--- BEGIN ROWS ---
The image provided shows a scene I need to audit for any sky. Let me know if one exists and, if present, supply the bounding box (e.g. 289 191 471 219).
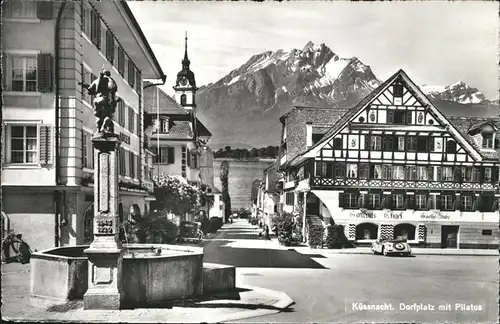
128 1 499 99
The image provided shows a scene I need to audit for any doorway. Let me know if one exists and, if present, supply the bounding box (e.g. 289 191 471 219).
441 225 458 249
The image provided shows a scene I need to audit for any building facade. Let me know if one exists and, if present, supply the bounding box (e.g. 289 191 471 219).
281 70 500 248
2 1 165 250
144 37 221 220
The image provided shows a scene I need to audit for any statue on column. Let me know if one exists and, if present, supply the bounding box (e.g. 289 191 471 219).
79 69 121 136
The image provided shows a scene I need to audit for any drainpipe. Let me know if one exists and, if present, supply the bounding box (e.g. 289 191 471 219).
54 1 66 247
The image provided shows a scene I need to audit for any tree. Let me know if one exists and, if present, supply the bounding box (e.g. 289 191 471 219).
220 161 231 222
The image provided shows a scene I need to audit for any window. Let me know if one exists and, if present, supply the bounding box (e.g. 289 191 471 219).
160 118 169 133
394 110 406 125
392 165 405 180
344 193 358 208
406 136 417 152
82 131 89 168
8 55 37 92
119 148 126 176
81 64 97 105
417 136 429 153
462 167 473 182
393 84 403 98
441 195 453 210
406 165 417 180
312 134 324 145
482 133 494 148
9 125 38 164
382 165 392 179
359 163 370 179
370 135 382 151
446 140 457 153
392 194 404 209
80 1 91 36
127 58 135 88
370 164 382 179
483 168 491 182
441 167 454 181
154 146 175 164
415 195 427 209
460 195 472 211
398 136 405 152
384 135 394 151
347 164 358 178
333 137 344 149
368 193 380 209
417 166 429 180
335 163 346 178
2 1 37 19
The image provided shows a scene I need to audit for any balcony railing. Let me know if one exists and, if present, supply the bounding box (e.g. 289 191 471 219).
311 177 499 190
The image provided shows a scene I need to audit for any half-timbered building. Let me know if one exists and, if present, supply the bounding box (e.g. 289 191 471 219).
280 70 500 248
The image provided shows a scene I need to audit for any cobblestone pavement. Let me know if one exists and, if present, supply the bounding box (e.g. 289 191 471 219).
2 228 293 323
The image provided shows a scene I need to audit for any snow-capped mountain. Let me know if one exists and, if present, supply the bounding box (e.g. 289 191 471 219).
420 81 487 104
197 42 380 147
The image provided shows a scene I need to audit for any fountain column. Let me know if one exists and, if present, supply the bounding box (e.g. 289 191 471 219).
83 133 122 309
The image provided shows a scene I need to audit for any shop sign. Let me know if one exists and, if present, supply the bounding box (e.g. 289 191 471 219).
384 212 403 219
349 211 376 218
420 210 451 219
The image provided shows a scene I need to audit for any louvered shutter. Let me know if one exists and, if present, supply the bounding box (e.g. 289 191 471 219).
37 54 52 92
36 1 52 19
491 167 498 183
167 147 175 164
339 192 345 208
406 111 411 125
2 52 7 90
39 125 52 165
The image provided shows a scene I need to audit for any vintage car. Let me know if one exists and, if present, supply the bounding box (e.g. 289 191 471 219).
372 239 411 256
177 221 203 243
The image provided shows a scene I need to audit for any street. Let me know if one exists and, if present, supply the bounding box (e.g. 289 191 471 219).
205 219 498 323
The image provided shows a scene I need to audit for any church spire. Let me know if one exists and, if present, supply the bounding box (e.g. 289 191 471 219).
182 32 191 69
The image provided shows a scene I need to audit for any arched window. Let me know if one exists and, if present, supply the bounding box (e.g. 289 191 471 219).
83 203 94 244
356 223 378 240
446 140 457 153
394 223 417 240
118 203 123 224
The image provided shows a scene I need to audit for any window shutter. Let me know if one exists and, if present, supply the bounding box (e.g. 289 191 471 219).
387 110 394 123
167 147 175 164
491 167 498 183
2 52 7 90
39 125 52 165
37 54 52 92
36 1 52 19
406 111 411 125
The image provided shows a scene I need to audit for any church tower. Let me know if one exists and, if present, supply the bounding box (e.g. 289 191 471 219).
173 32 198 112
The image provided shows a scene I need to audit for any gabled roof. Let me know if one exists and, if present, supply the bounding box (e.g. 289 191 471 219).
447 116 500 160
287 70 490 165
144 81 188 115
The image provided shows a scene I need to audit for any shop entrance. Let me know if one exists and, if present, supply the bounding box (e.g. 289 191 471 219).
441 225 458 248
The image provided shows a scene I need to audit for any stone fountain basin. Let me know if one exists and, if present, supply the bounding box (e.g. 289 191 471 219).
30 244 235 307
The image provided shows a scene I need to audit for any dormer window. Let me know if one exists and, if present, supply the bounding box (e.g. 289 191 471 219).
393 84 403 98
481 133 495 149
160 118 169 133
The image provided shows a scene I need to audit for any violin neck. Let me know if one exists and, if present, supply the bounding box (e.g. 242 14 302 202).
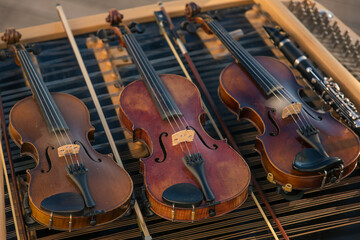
205 18 283 95
123 32 182 120
16 48 69 132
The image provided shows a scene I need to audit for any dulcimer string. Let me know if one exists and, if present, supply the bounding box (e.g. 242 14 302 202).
56 4 152 237
15 47 83 166
208 20 311 129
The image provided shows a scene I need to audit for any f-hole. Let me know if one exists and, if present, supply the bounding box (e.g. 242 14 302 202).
41 146 55 173
74 140 102 162
268 109 280 137
186 126 218 150
155 132 169 163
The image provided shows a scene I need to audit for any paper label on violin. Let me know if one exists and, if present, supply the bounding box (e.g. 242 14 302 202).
171 130 195 146
58 144 80 157
281 103 302 119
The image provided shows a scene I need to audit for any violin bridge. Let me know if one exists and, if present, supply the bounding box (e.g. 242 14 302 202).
281 103 302 119
58 144 80 157
171 130 195 146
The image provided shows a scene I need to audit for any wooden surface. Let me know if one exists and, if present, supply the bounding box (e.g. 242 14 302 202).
0 0 253 48
255 0 360 114
0 149 6 239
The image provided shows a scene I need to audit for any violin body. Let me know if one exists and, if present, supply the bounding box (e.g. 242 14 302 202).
219 57 360 190
119 74 250 222
9 93 133 231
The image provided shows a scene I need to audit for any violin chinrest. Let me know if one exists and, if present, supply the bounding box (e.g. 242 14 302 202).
293 148 343 172
41 192 85 215
162 183 203 208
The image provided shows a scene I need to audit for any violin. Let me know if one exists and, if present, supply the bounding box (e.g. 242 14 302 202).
2 29 133 231
106 9 250 222
185 2 360 195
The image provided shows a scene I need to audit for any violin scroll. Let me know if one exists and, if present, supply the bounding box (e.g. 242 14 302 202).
1 28 21 44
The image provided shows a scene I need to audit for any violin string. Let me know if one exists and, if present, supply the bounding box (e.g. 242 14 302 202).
24 50 84 166
124 34 199 155
128 32 200 158
17 50 74 166
208 20 311 129
19 49 84 165
123 34 190 154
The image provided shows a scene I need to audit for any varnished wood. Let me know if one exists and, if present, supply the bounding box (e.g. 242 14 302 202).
255 0 360 115
0 140 6 239
119 75 250 221
0 0 254 48
9 93 133 230
219 57 360 189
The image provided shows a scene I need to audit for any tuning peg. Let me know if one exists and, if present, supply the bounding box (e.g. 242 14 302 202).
210 10 223 21
25 43 41 55
180 21 197 33
128 22 145 33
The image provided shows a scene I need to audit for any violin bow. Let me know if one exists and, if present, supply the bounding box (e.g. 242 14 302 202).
56 4 152 240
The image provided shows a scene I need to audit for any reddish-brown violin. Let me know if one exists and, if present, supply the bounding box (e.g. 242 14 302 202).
2 29 133 231
107 10 250 221
185 3 360 197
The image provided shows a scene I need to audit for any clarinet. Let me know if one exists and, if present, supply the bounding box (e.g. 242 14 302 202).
264 26 360 135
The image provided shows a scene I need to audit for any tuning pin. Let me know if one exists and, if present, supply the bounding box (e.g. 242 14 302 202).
128 22 145 33
25 43 41 55
180 21 197 33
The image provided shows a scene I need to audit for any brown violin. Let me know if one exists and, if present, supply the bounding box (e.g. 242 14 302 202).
185 3 360 197
2 29 133 231
107 9 250 222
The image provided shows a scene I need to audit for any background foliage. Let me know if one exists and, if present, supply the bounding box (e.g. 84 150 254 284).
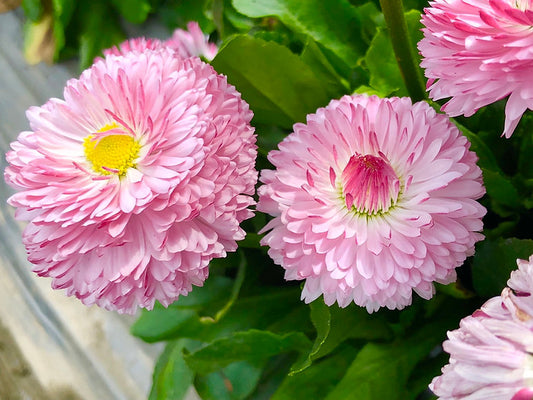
23 0 533 400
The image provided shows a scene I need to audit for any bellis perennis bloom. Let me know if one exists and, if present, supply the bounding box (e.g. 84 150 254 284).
258 95 485 312
418 0 533 137
5 49 257 312
104 22 218 61
430 256 533 400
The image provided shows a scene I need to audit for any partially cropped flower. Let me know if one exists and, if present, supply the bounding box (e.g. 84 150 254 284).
418 0 533 137
5 49 257 313
104 22 218 61
430 256 533 400
163 22 218 61
258 95 485 312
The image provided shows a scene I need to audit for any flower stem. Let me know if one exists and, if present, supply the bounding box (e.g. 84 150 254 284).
379 0 426 101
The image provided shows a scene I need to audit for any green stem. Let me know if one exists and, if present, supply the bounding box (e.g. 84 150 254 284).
379 0 426 101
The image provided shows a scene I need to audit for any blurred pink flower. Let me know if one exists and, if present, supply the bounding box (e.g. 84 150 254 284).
418 0 533 137
430 256 533 400
5 49 257 313
163 22 218 61
258 95 486 312
104 22 218 61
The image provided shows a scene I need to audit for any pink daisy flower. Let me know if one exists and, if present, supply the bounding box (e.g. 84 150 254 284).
418 0 533 138
430 256 533 400
258 95 486 312
5 49 257 313
104 22 218 61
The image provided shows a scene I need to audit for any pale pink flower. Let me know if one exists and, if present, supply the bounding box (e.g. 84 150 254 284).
163 22 218 61
104 22 218 61
258 95 486 312
5 49 257 313
418 0 533 137
430 256 533 400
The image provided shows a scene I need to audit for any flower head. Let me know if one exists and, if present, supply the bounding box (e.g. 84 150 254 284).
104 22 218 61
430 256 533 400
418 0 533 137
258 95 485 312
5 49 257 312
--- END ROWS ---
WHAT IS EXPECTED:
Please render the lines above as a Markdown table with the columns Row and Text, starting with the first line and going on through the line with "441 225 458 249", both ends included. Leave out blank lines and the pictures.

SOLUTION FOR THIS EXERCISE:
| Row | Text |
|---|---|
| 1 | The image provided shows a scene I need to audit for any sky. Let me know if one exists and, if present, supply the bounding box (e.g. 289 191 471 219). |
| 2 | 128 1 499 99 |
| 3 | The image provided shows a scene I need to audit for any doorway. Let me know if one exists and, if present, supply the bounding box (e.g. 289 191 471 219). |
| 4 | 441 225 458 249 |